• Exercise prompt
Reproduce, with no alteration, the span of lines that begins at the line containing "of the green" and ends at the last line of the records, both ends included, and nothing else.

Records contained in a dataset:
::::

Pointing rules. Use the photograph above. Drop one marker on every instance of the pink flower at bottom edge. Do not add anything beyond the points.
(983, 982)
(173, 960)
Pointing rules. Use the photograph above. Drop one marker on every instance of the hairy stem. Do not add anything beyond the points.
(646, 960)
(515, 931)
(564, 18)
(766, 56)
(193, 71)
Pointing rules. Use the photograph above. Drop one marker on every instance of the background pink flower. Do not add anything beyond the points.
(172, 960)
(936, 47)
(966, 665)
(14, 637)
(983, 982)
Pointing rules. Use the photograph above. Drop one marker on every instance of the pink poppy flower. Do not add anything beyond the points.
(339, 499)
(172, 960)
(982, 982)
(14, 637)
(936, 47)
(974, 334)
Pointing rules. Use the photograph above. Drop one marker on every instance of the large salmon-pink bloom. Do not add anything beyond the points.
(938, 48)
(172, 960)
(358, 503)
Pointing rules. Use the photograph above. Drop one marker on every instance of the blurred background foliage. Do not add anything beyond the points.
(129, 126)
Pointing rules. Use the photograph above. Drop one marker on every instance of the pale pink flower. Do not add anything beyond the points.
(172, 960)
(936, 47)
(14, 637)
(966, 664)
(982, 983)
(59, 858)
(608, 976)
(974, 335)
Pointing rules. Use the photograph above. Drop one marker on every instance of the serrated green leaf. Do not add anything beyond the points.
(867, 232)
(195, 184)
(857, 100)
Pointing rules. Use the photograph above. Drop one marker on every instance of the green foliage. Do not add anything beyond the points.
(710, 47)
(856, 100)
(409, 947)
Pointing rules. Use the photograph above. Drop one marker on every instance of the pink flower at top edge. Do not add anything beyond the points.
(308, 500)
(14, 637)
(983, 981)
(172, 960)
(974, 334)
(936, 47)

::::

• Answer to the exercise
Pointing rules. Use the photograph above. Drop one marker on every instance of the green foliage. Do not add anything beyond the points.
(710, 47)
(856, 100)
(409, 947)
Pointing rules. Use the photograph above. Drop one marker on every instance of the pink flower at top edge. Do not add anything beyond the points.
(308, 500)
(14, 637)
(983, 981)
(172, 960)
(974, 334)
(936, 47)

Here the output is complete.